What the task asks:
Output the data exactly, with every line intact.

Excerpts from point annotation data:
+===+

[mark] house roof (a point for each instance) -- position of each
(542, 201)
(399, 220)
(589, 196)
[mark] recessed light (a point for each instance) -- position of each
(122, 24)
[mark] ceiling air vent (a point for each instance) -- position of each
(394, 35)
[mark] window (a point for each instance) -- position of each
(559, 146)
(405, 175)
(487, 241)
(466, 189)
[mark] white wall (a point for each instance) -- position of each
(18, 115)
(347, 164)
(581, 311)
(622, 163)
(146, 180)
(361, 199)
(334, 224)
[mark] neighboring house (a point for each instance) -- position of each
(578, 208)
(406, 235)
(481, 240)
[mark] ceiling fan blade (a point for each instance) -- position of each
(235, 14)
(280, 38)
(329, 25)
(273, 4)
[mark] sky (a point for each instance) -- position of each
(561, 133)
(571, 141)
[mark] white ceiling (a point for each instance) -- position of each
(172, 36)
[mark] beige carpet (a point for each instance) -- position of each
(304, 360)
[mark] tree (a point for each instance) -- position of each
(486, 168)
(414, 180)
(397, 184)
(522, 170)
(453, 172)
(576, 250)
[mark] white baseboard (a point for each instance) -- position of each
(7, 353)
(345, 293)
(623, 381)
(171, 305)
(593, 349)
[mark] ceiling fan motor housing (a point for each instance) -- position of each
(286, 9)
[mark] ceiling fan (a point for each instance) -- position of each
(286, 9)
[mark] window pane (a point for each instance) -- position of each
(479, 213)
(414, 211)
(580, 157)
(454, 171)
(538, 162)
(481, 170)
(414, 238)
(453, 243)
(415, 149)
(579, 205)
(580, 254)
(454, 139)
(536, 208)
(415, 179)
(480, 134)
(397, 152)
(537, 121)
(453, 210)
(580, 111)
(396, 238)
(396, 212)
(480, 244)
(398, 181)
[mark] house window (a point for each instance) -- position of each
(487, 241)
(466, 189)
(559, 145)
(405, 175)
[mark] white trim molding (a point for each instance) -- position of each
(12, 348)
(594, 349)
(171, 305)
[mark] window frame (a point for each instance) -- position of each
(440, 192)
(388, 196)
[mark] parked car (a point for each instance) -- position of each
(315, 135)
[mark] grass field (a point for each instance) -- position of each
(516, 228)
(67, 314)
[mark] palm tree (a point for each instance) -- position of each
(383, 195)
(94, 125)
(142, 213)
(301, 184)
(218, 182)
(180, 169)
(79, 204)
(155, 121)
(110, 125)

+===+

Exercise response:
[mark] house roof (a point for each instance) -- position of each
(542, 201)
(399, 220)
(589, 196)
[mark] recessed light (a point for each instance) -- position of each
(122, 24)
[mark] ceiling air vent (a point for each instance) -- position of each
(394, 35)
[mark] window (a point for each instance) -- position of each
(559, 146)
(405, 175)
(487, 241)
(466, 189)
[mark] white wall (a point for each instance) -- position of each
(18, 115)
(347, 164)
(581, 311)
(622, 163)
(146, 180)
(361, 199)
(334, 224)
[mark] neighboring house (a point for each instance) -- position of each
(578, 208)
(406, 235)
(481, 240)
[mark] ceiling fan blade (a point for each instance) -- position of each
(235, 14)
(280, 38)
(329, 25)
(273, 4)
[mark] sky (a point for each instance) -- position of each
(561, 133)
(571, 141)
[mark] white ceiling (a point for each instance) -- position of each
(172, 36)
[mark] beige carpet (a point for each instance) -- position of each
(304, 360)
[mark] tree (a point for each instance) -- position of each
(486, 168)
(414, 180)
(397, 184)
(522, 170)
(453, 172)
(576, 250)
[mark] white baseboard (a point for each instance) -- position of each
(7, 353)
(345, 293)
(623, 381)
(171, 305)
(593, 349)
[mark] ceiling fan motor housing (a point for each instance) -- position of each
(286, 9)
[mark] ceiling fan (a point for each instance) -- position of each
(286, 9)
[mark] window pane (a point for each instance) -- position of each
(479, 213)
(414, 211)
(580, 157)
(454, 171)
(538, 162)
(481, 170)
(414, 238)
(453, 243)
(415, 149)
(579, 205)
(580, 254)
(454, 139)
(536, 208)
(415, 179)
(480, 134)
(397, 152)
(537, 121)
(453, 210)
(580, 111)
(396, 238)
(396, 212)
(480, 244)
(398, 181)
[mark] house window (a point for each instance) -- position of each
(487, 241)
(466, 189)
(559, 145)
(405, 175)
[mark] white trim molding (a point for each instance) -- position of each
(12, 348)
(594, 349)
(171, 305)
[mark] window frame (a point for each instance) -- position of each
(440, 192)
(388, 196)
[mark] parked car (a point for each instance) -- position of each
(315, 135)
[mark] grass field (a point for each instance) -- position of each
(516, 228)
(67, 314)
[mark] palm tree (a point for each instance) -- position of each
(383, 195)
(94, 125)
(142, 213)
(301, 184)
(218, 182)
(180, 169)
(79, 204)
(155, 121)
(110, 125)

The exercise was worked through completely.